--- BEGIN Input data ---
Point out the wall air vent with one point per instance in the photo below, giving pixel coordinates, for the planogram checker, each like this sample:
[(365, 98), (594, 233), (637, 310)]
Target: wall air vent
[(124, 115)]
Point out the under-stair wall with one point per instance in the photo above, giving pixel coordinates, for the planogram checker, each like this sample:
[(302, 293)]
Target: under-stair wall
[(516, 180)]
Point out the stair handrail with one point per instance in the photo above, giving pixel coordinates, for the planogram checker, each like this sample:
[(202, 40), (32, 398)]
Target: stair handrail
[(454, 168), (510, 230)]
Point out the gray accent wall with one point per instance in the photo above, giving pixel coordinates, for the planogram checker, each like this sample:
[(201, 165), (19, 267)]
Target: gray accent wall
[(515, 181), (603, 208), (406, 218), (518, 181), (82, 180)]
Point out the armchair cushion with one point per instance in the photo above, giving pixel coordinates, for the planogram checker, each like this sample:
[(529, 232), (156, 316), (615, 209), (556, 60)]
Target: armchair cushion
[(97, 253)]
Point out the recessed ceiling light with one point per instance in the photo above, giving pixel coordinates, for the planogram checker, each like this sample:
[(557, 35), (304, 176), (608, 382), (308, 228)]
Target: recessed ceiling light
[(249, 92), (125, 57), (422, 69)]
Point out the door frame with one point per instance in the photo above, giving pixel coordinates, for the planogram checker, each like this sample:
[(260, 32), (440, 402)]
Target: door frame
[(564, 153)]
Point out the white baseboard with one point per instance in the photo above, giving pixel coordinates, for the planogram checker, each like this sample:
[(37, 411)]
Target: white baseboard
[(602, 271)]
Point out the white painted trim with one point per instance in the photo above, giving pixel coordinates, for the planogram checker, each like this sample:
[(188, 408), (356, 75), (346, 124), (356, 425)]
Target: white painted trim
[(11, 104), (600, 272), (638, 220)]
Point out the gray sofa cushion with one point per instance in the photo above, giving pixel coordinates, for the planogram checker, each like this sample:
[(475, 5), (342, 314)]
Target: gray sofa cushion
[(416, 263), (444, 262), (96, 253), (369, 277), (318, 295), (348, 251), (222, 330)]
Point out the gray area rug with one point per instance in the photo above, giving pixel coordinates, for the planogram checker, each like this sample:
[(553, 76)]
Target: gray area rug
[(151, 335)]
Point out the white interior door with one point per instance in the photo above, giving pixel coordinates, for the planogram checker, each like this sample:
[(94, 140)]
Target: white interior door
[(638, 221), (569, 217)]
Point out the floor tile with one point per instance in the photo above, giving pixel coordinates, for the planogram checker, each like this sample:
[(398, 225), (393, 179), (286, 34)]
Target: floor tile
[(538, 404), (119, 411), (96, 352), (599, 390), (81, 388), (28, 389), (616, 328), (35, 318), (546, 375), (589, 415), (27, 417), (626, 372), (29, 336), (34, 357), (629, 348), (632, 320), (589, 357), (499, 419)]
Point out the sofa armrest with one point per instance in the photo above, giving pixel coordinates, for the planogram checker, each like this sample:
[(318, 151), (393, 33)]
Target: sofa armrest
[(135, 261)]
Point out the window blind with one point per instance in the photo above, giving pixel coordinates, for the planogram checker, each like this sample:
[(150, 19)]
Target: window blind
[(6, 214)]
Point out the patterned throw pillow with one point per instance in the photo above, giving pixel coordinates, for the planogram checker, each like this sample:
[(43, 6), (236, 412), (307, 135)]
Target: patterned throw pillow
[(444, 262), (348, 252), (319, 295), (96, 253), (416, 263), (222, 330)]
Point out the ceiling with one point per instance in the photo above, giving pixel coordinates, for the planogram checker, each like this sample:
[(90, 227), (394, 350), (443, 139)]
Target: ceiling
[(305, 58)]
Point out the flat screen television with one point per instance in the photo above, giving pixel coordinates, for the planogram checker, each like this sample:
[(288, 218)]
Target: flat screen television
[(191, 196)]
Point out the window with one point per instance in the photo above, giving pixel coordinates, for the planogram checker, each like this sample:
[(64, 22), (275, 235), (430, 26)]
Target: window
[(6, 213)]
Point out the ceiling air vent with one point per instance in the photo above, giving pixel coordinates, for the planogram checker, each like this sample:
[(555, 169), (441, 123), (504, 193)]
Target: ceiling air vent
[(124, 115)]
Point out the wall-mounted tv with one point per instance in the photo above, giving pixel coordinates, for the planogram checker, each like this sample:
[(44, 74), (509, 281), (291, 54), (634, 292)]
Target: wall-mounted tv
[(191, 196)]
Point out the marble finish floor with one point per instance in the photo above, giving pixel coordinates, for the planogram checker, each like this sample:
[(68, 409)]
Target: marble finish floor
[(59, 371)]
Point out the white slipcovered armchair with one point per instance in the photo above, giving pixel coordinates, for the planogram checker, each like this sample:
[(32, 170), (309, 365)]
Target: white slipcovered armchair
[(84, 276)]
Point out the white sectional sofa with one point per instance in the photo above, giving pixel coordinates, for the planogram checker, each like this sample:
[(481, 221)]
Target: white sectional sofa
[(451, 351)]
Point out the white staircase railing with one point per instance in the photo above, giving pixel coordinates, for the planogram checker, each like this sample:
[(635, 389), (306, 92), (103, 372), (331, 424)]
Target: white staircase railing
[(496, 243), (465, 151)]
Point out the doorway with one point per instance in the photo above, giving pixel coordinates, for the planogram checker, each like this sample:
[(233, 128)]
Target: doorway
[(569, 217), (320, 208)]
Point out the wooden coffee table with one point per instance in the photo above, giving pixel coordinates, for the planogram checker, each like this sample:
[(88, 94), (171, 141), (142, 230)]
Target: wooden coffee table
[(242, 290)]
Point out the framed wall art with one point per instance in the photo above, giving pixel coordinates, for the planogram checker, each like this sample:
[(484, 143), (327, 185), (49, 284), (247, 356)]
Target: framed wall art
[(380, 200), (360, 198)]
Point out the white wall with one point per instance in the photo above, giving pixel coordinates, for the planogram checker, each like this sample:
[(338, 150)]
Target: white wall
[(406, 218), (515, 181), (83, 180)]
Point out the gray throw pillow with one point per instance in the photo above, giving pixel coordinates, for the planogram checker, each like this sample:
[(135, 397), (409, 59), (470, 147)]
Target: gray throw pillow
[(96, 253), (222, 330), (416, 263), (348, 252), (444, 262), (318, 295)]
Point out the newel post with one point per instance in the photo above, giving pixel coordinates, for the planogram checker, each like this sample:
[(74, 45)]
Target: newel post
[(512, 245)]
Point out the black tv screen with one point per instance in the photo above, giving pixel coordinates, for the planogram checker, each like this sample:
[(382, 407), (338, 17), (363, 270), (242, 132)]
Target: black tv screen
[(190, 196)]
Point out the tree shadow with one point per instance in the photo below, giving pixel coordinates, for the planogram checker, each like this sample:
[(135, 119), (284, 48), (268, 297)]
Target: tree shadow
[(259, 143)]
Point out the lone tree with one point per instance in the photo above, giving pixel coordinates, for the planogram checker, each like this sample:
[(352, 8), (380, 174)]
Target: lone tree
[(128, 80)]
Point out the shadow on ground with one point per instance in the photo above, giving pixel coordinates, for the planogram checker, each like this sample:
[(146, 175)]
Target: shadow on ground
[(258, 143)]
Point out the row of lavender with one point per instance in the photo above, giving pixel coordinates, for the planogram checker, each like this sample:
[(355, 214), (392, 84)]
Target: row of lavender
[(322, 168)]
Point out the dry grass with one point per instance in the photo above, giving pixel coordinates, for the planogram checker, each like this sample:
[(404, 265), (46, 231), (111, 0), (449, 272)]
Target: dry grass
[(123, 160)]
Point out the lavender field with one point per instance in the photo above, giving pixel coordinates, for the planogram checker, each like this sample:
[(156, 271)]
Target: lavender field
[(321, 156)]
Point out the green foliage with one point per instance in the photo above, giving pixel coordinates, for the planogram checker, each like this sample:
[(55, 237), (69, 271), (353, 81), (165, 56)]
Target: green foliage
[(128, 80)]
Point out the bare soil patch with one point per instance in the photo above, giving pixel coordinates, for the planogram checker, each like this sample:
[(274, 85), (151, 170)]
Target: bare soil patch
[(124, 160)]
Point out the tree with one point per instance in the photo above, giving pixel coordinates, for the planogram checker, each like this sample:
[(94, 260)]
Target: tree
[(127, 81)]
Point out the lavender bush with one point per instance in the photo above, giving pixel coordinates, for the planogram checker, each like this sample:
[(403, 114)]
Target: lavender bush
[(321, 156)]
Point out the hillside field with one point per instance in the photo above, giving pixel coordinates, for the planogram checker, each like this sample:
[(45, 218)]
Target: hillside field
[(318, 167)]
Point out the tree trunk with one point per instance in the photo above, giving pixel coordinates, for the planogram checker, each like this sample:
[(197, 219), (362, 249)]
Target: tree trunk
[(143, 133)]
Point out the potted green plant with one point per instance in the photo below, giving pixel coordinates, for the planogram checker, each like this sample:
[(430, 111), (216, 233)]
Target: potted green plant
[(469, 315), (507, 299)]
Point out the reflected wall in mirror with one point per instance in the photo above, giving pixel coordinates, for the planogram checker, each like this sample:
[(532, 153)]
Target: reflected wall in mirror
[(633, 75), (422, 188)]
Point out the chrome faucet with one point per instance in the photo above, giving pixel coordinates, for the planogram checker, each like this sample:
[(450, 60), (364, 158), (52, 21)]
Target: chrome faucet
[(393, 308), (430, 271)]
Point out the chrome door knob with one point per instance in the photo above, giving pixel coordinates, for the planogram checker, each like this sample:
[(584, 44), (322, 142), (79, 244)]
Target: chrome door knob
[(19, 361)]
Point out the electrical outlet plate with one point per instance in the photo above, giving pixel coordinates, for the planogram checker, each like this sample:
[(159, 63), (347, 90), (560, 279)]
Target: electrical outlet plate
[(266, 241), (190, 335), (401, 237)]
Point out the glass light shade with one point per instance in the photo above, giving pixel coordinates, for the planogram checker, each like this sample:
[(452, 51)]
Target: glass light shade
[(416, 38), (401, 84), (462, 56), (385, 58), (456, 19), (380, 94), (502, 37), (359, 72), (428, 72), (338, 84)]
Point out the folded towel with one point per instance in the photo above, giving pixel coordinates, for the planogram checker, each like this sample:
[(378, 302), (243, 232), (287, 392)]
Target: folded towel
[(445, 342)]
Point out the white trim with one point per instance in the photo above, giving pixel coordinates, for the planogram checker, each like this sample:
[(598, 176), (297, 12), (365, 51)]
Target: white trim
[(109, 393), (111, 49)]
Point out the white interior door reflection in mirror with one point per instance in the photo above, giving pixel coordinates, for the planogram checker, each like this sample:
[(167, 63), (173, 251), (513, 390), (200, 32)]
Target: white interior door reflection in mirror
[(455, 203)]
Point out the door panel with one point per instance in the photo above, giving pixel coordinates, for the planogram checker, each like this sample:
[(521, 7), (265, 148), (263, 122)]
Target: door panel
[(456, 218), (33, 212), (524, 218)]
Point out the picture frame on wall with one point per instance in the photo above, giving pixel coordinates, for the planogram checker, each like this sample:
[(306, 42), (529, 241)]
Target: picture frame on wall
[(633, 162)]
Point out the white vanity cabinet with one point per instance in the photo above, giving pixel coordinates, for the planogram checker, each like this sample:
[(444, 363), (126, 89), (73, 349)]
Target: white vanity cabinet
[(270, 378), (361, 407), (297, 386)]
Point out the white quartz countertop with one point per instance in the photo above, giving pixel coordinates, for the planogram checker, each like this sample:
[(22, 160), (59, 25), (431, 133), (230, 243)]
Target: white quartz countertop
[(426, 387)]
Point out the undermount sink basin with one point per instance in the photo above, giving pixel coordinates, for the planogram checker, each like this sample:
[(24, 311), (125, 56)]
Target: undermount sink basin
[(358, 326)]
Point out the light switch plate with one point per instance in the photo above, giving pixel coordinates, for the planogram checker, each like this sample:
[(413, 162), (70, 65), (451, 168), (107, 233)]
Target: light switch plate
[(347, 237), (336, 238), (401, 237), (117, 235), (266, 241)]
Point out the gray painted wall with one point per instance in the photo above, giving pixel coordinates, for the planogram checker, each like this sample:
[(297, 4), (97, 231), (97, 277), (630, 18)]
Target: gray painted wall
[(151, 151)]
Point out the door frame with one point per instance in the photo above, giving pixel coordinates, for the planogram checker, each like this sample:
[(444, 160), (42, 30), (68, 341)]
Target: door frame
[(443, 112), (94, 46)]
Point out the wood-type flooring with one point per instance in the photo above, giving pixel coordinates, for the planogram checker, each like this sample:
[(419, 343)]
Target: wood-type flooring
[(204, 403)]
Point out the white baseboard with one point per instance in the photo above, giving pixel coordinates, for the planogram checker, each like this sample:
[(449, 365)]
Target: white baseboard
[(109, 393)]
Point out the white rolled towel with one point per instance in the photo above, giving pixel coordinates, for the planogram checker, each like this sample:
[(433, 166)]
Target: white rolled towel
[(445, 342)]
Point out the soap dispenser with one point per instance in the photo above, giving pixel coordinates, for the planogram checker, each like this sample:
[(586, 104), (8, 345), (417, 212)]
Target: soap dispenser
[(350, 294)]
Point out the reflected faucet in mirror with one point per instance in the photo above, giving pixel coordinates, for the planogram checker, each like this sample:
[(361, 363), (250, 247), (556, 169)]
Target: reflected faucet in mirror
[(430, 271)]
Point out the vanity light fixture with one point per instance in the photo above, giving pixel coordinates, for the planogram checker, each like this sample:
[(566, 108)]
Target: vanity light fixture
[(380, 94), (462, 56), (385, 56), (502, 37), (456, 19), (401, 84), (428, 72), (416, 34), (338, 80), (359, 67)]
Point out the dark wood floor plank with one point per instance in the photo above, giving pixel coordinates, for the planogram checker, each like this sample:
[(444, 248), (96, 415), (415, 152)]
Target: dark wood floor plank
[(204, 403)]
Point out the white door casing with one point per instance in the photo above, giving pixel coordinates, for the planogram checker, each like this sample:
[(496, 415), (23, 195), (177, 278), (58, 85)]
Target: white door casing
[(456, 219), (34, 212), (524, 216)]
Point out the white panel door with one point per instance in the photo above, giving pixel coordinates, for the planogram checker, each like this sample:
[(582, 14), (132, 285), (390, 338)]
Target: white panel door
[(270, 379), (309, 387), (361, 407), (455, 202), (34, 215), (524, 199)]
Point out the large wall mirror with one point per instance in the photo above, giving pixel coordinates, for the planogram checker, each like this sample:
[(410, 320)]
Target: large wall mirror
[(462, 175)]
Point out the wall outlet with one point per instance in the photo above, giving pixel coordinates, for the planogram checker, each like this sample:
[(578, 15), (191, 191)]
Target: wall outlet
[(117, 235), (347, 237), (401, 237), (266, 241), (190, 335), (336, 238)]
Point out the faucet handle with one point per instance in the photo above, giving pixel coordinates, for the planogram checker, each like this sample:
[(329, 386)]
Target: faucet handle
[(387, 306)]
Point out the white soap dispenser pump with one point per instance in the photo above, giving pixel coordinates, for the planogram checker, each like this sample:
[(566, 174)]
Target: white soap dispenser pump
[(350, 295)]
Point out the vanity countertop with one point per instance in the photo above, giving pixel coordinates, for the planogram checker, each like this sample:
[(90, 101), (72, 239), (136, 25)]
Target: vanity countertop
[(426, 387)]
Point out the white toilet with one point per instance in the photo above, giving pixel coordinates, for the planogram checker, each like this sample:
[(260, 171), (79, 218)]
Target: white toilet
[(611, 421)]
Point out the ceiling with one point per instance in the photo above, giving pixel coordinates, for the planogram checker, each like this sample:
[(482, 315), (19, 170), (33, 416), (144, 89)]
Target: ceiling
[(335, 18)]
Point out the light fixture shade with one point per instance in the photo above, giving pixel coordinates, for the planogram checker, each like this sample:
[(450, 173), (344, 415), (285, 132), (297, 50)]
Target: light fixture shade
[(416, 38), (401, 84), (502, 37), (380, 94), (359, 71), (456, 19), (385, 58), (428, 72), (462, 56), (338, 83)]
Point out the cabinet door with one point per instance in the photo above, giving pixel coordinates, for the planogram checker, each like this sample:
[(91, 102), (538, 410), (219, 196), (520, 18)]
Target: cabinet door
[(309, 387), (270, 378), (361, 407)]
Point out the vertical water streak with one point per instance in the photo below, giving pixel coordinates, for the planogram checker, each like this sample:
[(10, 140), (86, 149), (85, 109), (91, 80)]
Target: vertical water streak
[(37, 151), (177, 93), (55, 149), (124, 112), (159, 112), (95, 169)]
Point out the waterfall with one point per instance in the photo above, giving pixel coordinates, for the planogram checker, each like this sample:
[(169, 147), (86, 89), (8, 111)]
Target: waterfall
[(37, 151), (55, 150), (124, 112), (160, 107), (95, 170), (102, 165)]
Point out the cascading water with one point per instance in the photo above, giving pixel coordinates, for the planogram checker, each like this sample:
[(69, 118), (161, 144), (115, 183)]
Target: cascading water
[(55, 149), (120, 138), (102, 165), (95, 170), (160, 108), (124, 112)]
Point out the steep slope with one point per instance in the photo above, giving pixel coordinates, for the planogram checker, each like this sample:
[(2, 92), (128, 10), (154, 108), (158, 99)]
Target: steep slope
--- END Input data ---
Retype the records from the very first line down to and including the line that contains "[(515, 181), (603, 208), (406, 218), (518, 181), (82, 180)]", keeping every character the same.

Point out the wall air vent with one point per instance in the photo below, giving pixel coordinates, for the planogram checker, each like this sample:
[(365, 98), (594, 233), (637, 310)]
Target: wall air vent
[(124, 115)]
Point out the under-stair wall with one point per instance in the photo above, giving pixel coordinates, for the planogram checker, each like this sample:
[(302, 293)]
Target: under-stair wall
[(516, 180)]
Point out the stair handrail with one point per instance in the photo above, giving pixel coordinates, for the planogram checker, each like this sample:
[(202, 40), (32, 398)]
Target: stair handrail
[(454, 168), (510, 230)]
Point out the gray accent wall with one point per instance in the photo above, giving pixel coordinates, for the planogram checker, each like this sample:
[(201, 165), (19, 267)]
Target: gray accent wall
[(515, 181), (603, 208), (406, 218), (518, 181), (82, 180)]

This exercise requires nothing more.